** START OF Passage provided **

Wednesday, 18 April 2018

Teaching induction discussions for staff inducting new teaching staff

Dear colleagues
At the turn of this century Jan Orrel and Allan Goody hatched a plan to host the Australian Foundations Colloquium which ran successfully for many years. That annual colloquium focussed on the needs and interests of those involved in developing and teaching ‘teaching foundation’ programs for their universities; the agenda was invariably driven by the colleagues who attended the colloquium.
We wonder if that opportunity to learn from each other is missed in the sector and if there is an opportunity, perhaps through the use of technology, to recreate the discussion opportunities the colloquium afforded?
If there is interest in the sector, then we would like to explore options – for example, a one day colloquium held probably in a capital city, or a zoom linked colloquium which has a location in perhaps every capital city, or a webinar series perhaps along the lines of the assessment webinar series or ???
What we’d like to know is:
1)     Did you attend any of the foundation colloquia and if so, what was your experience?
2)     Regardless of whether you attended the colloquia or not, would it potentially be useful for you to engage in discussions with colleagues about teaching induction?
3)     What lessons might we learn from the foundations colloquia if we do decide to create a professional development opportunity about this topic – why did it cease to exist?
4)     Can you suggest a format or approach for this PD?
5)     Are there particular barriers to people participating that we might usefully consider if we do choose to proceed with this development?
Kym Fraser and Ann Luzeckyj 

Monday, 9 October 2017

Advancing the scholarship of teaching and learning

I recently obtained a PhD and the title of my thesis is:  Advancing scholarship of teaching and learning during professional development of new lecturers at higher education institutions. In this study, induction programmes and scholarship of teaching and learning (SoTL) at higher education institutions in Australia, America, the UK, Sweden and South Africa were explored through a literature study. The research study focused on the introduction of SoTL in the professional development of new lecturers as preparation for the higher education institutional context. The thesis is available via the following link
My reading on the topic of induction programs indicates that the need for induction programs arises from the fact that most higher education institutions (HEIs) globally still do not require an educational or teaching qualification for appointment.

** END OF Passage provided **

Task to complete: Reproduce the passage on teaching induction from "2)     Regardless of whether" up to and including "for this PD?".

** START OF Data section **

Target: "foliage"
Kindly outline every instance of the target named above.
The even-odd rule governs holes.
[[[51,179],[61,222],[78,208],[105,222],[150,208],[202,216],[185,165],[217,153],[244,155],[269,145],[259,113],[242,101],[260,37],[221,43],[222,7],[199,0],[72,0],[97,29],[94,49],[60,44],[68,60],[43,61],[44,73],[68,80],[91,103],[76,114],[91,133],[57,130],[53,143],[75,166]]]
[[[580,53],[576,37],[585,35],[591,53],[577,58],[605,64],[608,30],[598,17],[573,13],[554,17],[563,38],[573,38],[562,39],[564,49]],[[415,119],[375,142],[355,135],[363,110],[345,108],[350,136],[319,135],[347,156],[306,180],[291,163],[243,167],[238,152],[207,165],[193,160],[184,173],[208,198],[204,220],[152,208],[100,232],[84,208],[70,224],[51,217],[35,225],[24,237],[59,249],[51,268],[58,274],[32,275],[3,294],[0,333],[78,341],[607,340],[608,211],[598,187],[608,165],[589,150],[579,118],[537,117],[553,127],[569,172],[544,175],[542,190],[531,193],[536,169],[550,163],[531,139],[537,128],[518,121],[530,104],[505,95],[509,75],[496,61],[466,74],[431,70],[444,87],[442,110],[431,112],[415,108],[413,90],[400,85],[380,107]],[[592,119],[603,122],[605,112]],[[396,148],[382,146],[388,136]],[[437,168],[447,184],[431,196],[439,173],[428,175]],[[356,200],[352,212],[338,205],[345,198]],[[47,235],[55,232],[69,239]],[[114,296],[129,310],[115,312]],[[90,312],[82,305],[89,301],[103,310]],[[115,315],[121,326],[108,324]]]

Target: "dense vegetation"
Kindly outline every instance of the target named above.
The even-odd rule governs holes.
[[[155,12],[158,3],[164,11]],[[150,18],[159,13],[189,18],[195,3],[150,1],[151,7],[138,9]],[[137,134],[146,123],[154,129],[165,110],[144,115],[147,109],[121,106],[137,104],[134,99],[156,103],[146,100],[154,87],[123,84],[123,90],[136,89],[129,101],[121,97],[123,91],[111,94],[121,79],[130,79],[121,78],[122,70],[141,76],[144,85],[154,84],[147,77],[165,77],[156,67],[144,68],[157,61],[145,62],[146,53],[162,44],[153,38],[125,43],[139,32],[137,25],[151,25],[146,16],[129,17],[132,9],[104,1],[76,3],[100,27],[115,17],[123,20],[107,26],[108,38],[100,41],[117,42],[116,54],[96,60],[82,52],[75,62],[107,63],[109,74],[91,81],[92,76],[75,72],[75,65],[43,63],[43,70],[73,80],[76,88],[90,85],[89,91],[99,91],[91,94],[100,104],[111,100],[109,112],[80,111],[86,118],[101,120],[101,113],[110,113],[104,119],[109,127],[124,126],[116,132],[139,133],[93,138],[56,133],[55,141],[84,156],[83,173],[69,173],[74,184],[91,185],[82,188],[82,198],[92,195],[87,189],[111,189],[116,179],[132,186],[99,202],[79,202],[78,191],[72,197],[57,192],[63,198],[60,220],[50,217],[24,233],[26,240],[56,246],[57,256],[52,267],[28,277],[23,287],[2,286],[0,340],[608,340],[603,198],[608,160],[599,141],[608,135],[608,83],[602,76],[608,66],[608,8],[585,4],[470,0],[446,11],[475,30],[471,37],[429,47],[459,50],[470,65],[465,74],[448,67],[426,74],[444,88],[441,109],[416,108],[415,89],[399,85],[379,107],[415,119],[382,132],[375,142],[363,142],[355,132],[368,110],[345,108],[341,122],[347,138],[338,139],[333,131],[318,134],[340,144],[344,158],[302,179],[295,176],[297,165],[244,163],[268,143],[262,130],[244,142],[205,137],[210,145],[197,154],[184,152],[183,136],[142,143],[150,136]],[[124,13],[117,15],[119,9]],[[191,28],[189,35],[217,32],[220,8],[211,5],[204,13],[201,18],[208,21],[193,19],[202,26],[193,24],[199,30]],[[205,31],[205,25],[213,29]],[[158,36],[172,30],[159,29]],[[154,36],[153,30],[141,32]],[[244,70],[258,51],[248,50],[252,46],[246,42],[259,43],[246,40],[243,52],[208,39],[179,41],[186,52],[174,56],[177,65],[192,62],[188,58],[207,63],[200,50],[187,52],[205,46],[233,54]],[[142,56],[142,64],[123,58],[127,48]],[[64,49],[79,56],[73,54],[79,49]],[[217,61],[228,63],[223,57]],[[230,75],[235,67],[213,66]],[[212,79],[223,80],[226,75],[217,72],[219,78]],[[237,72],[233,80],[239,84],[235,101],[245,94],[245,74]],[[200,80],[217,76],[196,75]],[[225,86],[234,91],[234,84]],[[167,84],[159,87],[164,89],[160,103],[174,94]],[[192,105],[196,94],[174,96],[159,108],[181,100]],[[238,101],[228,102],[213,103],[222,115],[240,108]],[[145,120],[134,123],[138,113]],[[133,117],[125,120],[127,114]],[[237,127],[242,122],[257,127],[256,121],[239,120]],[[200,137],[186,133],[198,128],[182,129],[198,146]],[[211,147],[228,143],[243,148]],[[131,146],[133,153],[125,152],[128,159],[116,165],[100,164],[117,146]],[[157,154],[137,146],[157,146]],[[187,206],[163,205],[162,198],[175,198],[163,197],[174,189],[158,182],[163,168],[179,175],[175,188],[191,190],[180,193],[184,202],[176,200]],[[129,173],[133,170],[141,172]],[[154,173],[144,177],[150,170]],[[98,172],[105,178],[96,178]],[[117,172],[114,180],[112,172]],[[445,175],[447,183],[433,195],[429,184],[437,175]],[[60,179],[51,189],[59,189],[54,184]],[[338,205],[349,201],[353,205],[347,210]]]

** END OF Data section **

Task response:
2)     Regardless of whether you attended the colloquia or not, would it potentially be useful for you to engage in discussions with colleagues about teaching induction?
3)     What lessons might we learn from the foundations colloquia if we do decide to create a professional development opportunity about this topic – why did it cease to exist?
4)     Can you suggest a format or approach for this PD?